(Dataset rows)
::::::::::

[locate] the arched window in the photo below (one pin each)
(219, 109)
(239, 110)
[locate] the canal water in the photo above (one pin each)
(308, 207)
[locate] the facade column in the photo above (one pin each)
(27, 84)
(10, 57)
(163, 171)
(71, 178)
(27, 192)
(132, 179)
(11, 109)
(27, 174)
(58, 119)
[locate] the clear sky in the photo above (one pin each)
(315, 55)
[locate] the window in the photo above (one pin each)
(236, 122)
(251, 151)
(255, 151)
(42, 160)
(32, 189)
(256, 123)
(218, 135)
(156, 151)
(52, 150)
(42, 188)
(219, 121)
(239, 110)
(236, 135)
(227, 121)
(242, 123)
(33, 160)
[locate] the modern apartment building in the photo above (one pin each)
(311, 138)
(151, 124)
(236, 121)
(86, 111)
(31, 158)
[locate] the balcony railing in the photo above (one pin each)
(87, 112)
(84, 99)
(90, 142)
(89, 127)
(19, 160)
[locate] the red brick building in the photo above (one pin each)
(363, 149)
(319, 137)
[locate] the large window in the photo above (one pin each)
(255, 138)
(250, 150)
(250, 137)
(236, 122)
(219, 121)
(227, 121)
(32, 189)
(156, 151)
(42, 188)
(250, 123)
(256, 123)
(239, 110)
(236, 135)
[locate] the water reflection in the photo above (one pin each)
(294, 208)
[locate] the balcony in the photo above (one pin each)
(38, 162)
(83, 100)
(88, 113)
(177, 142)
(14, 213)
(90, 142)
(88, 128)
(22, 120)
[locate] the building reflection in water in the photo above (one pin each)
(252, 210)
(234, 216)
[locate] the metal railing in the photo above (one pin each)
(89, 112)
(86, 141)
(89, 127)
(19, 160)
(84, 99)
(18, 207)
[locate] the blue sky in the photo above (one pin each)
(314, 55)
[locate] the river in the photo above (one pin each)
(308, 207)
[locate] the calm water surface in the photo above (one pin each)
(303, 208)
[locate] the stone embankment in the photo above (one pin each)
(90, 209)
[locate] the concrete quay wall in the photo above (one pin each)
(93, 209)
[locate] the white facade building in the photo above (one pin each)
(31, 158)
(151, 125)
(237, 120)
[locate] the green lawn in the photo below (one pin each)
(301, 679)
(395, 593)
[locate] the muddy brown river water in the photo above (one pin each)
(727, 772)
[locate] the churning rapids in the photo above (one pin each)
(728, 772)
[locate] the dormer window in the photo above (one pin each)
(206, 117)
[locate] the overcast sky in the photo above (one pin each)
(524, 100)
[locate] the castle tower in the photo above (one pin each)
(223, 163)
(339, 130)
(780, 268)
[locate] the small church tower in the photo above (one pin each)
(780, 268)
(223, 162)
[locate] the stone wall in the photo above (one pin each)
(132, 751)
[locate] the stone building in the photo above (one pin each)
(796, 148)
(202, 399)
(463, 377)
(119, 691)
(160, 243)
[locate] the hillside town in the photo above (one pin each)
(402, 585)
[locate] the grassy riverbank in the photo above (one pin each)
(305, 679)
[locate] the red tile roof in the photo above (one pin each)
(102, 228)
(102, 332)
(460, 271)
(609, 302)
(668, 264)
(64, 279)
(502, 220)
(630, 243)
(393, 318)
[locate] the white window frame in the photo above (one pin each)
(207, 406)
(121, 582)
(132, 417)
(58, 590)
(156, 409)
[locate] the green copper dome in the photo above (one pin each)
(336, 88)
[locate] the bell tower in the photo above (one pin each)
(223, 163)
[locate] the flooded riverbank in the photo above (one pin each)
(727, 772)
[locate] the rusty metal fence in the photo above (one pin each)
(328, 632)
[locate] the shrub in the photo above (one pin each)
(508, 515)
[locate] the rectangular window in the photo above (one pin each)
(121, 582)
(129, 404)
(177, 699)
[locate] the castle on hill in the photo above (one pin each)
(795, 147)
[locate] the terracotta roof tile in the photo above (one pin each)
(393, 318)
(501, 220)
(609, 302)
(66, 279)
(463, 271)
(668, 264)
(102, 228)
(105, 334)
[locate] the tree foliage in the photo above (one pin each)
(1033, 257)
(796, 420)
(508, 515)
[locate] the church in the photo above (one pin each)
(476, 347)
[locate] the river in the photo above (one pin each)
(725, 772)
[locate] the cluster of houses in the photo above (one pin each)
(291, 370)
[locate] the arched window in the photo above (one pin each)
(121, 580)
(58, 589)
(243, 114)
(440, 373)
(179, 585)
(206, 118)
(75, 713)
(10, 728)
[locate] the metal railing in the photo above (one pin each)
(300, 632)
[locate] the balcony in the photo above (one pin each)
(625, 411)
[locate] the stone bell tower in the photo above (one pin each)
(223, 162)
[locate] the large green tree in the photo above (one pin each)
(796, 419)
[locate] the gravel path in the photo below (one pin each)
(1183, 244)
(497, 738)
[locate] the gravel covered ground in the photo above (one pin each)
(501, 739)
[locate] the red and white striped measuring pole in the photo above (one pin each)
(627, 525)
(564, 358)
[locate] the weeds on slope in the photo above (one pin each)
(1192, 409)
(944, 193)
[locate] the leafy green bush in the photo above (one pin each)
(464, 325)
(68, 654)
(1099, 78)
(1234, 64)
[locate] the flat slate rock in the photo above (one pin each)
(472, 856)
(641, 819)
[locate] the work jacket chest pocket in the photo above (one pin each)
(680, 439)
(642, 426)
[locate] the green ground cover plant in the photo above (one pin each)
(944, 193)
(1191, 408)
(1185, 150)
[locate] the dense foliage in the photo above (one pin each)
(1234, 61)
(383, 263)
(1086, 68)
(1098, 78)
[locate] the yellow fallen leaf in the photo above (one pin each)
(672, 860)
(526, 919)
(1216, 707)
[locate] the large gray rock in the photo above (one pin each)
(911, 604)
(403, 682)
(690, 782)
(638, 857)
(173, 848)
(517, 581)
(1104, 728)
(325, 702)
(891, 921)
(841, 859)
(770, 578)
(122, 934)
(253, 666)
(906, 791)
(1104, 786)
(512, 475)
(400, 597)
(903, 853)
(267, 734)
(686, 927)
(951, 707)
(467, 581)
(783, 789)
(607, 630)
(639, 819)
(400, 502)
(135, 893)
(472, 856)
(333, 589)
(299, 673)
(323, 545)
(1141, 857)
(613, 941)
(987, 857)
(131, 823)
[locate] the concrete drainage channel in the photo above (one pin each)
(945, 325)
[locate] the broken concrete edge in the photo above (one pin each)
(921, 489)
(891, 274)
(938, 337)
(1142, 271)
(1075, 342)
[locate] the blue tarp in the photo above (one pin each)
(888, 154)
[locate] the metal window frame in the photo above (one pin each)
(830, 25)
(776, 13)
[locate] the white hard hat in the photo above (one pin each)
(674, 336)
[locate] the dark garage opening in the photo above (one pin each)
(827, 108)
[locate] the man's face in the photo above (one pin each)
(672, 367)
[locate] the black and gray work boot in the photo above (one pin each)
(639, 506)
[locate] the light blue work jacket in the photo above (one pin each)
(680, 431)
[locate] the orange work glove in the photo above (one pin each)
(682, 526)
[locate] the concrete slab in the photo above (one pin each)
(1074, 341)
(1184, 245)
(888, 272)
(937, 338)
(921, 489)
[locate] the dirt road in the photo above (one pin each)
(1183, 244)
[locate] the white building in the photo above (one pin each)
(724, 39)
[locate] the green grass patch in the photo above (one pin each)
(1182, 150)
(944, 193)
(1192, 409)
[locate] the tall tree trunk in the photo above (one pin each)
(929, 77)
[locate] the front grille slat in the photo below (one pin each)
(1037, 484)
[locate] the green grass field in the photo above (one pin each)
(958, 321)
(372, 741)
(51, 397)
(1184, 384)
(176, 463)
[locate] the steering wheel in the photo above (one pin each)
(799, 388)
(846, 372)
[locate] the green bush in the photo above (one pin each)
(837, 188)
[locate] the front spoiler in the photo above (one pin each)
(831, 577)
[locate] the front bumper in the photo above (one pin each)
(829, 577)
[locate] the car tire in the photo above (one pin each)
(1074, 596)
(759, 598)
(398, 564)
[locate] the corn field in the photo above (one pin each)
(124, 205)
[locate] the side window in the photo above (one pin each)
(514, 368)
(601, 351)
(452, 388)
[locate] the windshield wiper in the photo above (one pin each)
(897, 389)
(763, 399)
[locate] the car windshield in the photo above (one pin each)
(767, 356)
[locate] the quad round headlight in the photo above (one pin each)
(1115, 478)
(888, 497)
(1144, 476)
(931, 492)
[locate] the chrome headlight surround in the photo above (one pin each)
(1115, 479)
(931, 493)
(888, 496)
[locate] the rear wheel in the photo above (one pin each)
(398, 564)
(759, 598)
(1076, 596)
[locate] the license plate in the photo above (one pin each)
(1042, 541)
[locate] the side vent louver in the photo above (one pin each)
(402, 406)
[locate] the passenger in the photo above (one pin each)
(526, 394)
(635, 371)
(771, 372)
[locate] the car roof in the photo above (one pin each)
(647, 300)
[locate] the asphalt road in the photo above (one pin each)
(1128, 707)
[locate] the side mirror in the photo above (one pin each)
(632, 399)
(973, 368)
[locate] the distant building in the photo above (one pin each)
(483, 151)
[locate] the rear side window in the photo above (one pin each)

::::::::::

■ **Set problem**
Could you copy out, word for word, the lines above, starting with the line that contains "[locate] the side vent" and going on through the line that contains "(1128, 707)"?

■ **Result for this task**
[locate] the side vent louver in the photo above (one pin each)
(402, 406)
[locate] the passenger in the photo above (one pin each)
(526, 394)
(635, 371)
(771, 372)
[locate] the car roof in the photo above (one pin each)
(647, 300)
[locate] the asphalt road in the photo above (one pin each)
(1128, 707)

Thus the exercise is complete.